> [YOUR TASK] Transcribe the items below verbatim, beginning with the line containing "Localize mapuche flag." and continuing through the line containing "890, 397, 965, 419", both included. Omit the pictures from your answer.

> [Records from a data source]

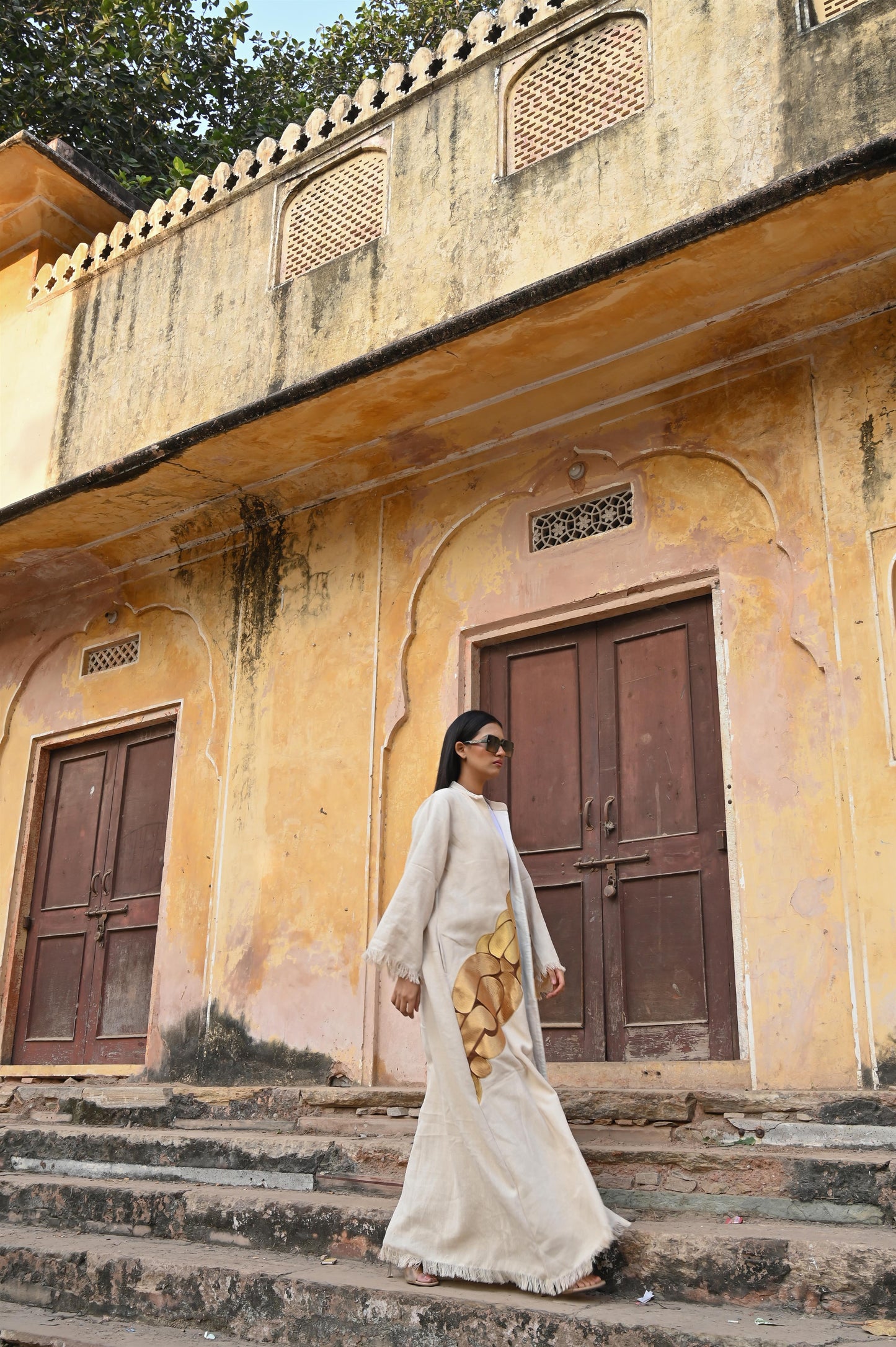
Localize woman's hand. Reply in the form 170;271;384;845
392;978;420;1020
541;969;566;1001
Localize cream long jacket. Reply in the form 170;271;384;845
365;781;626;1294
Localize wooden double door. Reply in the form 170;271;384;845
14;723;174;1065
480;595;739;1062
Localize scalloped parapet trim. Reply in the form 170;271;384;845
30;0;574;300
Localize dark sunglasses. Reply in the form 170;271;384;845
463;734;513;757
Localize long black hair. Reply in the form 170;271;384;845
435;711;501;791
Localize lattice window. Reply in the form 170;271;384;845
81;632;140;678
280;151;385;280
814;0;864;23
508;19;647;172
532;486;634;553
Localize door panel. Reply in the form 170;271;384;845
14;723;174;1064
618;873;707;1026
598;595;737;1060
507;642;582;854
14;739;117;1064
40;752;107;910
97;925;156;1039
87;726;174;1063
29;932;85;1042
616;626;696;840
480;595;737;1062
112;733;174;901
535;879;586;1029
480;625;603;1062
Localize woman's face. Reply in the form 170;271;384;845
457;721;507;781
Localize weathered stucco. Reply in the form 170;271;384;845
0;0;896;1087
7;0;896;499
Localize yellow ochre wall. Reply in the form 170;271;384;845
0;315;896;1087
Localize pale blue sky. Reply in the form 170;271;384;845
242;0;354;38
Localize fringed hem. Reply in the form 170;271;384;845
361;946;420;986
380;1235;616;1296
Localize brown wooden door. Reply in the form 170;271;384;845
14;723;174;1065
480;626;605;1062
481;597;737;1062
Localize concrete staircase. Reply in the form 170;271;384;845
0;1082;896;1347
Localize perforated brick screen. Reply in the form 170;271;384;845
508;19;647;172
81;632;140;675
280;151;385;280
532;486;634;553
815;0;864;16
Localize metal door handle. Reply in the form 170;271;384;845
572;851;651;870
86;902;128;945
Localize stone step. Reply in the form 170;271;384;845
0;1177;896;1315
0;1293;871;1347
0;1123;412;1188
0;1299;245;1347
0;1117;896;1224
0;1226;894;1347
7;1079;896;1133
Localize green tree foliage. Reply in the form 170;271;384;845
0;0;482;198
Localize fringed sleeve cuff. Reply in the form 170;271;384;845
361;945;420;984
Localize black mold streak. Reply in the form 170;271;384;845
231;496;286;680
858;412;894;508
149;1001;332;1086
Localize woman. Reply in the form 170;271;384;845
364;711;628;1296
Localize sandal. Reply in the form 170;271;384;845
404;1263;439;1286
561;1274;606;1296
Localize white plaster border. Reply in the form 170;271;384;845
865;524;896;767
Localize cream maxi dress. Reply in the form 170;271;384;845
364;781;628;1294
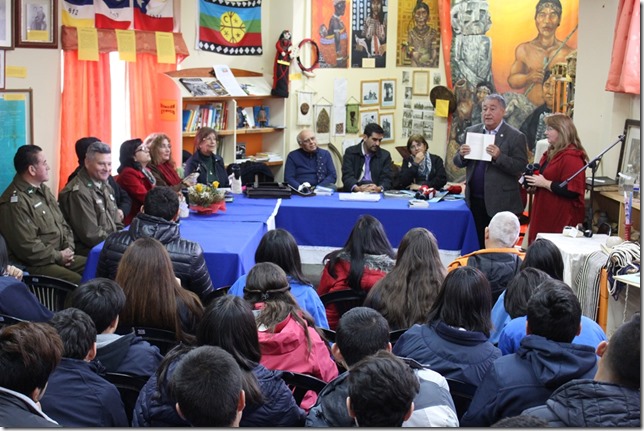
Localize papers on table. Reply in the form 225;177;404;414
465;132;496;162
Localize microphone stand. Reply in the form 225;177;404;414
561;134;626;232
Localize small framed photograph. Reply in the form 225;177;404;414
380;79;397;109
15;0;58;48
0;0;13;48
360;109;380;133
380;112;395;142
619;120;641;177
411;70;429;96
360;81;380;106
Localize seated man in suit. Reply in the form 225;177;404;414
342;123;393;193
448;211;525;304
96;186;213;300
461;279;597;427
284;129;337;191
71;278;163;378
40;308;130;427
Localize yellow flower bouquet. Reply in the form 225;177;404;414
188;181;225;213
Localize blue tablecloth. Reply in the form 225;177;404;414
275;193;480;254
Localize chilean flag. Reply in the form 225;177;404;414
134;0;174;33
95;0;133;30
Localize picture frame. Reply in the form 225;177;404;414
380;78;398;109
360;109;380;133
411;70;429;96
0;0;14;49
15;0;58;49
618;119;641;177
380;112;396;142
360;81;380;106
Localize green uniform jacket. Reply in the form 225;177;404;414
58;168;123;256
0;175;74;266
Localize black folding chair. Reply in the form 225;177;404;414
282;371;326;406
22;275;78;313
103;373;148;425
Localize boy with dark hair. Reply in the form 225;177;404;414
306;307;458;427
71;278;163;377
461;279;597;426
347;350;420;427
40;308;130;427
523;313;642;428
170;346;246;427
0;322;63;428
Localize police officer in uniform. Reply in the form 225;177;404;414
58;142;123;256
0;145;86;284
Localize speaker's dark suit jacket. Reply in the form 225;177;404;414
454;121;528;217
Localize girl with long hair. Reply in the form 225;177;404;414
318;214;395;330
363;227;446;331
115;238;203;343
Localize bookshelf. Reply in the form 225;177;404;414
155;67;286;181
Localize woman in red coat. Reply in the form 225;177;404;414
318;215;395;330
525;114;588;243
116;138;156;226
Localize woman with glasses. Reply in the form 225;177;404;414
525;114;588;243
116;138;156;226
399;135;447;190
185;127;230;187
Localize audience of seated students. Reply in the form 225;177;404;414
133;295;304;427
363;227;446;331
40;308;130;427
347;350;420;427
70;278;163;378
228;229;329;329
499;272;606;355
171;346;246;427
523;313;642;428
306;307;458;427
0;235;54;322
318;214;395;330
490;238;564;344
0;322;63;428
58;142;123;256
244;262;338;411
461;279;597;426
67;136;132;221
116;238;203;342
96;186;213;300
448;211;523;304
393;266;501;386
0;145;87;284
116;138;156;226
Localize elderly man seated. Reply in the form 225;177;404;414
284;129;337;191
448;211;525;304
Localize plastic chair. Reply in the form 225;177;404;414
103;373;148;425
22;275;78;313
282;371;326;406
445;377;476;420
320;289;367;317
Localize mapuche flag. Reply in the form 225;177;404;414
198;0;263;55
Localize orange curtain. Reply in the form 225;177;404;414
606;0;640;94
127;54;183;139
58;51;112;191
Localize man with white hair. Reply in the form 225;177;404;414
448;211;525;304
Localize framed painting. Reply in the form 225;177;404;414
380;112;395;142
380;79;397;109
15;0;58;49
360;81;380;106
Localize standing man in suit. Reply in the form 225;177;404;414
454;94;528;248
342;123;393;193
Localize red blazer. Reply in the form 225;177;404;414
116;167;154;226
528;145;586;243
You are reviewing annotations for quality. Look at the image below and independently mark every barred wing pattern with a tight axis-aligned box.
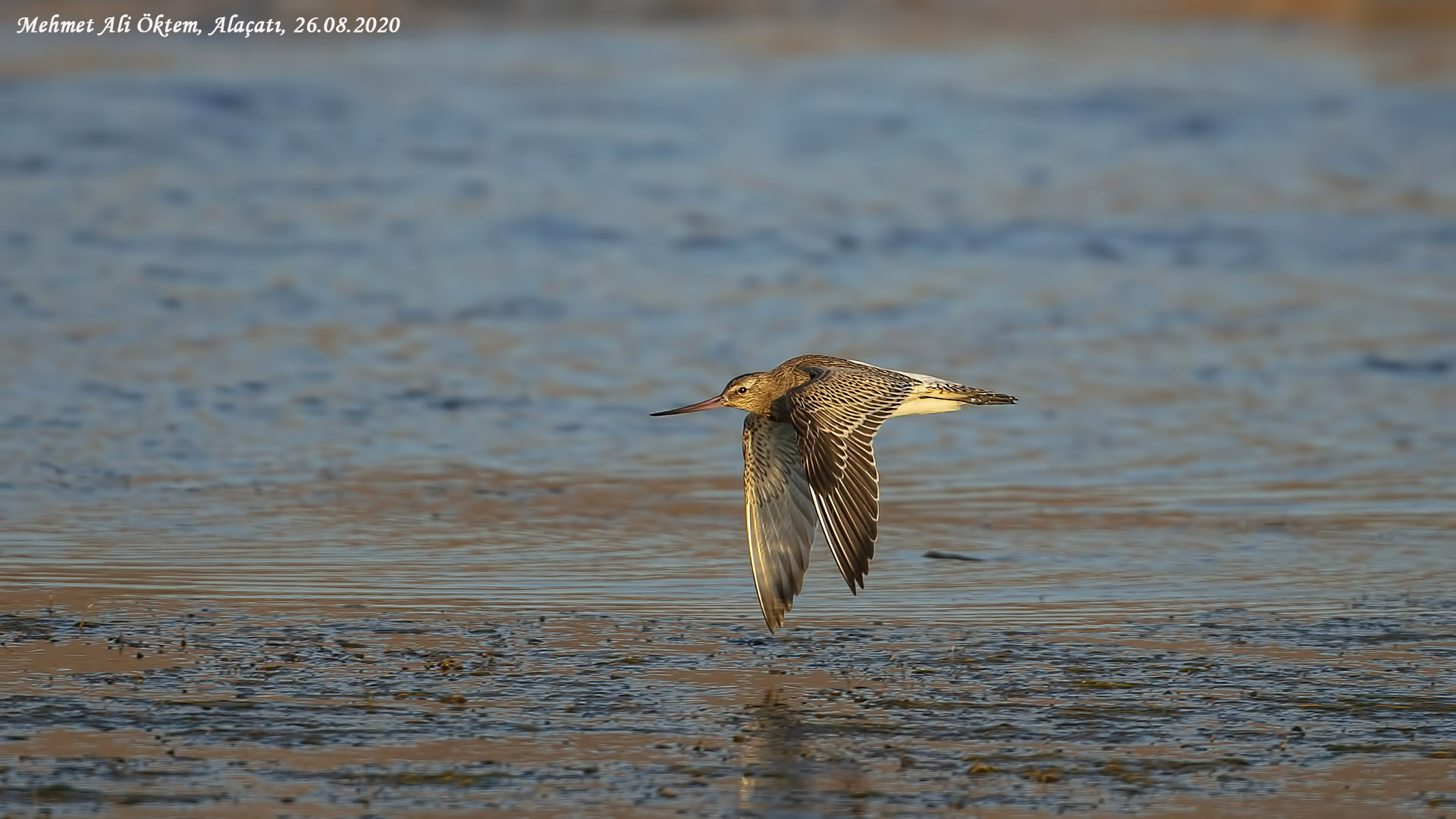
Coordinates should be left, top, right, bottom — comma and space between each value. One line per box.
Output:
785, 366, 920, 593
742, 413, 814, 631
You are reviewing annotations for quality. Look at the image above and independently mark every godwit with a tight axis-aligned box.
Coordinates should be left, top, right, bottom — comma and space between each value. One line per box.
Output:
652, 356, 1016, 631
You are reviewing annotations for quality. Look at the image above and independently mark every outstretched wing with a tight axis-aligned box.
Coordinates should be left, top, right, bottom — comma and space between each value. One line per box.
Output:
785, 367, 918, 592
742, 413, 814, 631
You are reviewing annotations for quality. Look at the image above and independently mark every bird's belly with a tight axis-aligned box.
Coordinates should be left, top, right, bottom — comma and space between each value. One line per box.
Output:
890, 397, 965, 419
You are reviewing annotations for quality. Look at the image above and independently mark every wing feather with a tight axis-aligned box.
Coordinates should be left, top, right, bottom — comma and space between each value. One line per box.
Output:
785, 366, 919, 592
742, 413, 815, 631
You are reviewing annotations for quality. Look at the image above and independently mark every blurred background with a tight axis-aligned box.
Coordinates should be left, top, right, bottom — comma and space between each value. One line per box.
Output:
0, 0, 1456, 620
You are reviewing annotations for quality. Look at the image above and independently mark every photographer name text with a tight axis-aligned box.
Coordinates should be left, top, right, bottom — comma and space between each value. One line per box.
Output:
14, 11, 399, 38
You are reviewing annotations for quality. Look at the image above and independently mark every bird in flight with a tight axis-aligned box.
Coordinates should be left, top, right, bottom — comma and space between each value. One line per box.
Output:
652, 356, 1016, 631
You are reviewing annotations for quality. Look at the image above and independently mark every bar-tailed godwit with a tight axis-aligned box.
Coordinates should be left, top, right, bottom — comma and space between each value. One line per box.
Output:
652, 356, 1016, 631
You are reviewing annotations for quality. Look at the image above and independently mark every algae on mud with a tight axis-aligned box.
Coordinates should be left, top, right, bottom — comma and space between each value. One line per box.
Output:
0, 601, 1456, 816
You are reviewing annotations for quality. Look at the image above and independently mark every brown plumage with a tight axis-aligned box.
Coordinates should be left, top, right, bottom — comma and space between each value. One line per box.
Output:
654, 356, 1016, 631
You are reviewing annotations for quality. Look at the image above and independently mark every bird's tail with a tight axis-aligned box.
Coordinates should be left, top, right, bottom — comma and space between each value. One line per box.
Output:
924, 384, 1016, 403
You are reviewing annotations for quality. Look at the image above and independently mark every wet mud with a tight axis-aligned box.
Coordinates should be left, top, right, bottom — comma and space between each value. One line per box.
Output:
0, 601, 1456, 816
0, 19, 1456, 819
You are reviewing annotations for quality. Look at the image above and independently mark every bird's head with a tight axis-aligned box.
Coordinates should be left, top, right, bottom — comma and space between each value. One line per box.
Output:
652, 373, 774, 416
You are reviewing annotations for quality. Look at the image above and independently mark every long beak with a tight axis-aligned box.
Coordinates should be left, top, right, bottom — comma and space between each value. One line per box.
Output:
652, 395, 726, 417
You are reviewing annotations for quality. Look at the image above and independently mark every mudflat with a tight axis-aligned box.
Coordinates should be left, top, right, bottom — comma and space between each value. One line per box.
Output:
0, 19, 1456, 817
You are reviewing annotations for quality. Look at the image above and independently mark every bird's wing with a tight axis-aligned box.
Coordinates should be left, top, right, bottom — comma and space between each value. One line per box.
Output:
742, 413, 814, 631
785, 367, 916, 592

> [ANSWER TO THE PROBLEM]
Localize mapuche flag. Reply in the form 225;177;404;414
198;0;263;55
Localize orange curtain. Reply in the form 225;177;404;414
606;0;640;94
127;54;183;139
58;51;112;191
Localize man with white hair. Reply in the form 225;177;404;414
448;211;525;304
Localize framed painting. Reply in the form 225;177;404;414
380;112;395;142
380;79;397;109
15;0;58;49
360;81;380;106
Localize standing man in suit. Reply in the form 225;177;404;414
454;94;528;248
342;123;393;193
Localize red blazer. Reply in the form 225;177;404;414
116;167;154;226
528;145;586;243
You are reviewing annotations for quality. Look at the image below and independently mark every barred wing pattern with a tight axis-aligned box.
Coordinates should be left, top, right, bottom — comma and space between each value. One line per box.
Output:
785, 366, 920, 593
742, 413, 814, 631
You are reviewing annotations for quality. Look at the image above and independently mark every godwit with a tight axis-aligned box.
Coordinates should be left, top, right, bottom — comma and space between each value. One line per box.
Output:
652, 356, 1016, 631
You are reviewing annotations for quality. Look at the image above and independently mark every outstretched wing with a tight axis-aligned box.
Coordinates should be left, top, right, bottom — comma and space between each value. One line per box.
Output:
785, 367, 918, 592
742, 413, 814, 631
You are reviewing annotations for quality. Look at the image above and independently mark every bird's belly with a tight axis-aligned box.
Coordinates should be left, top, right, bottom — comma and space between each value. One line per box.
Output:
890, 397, 965, 419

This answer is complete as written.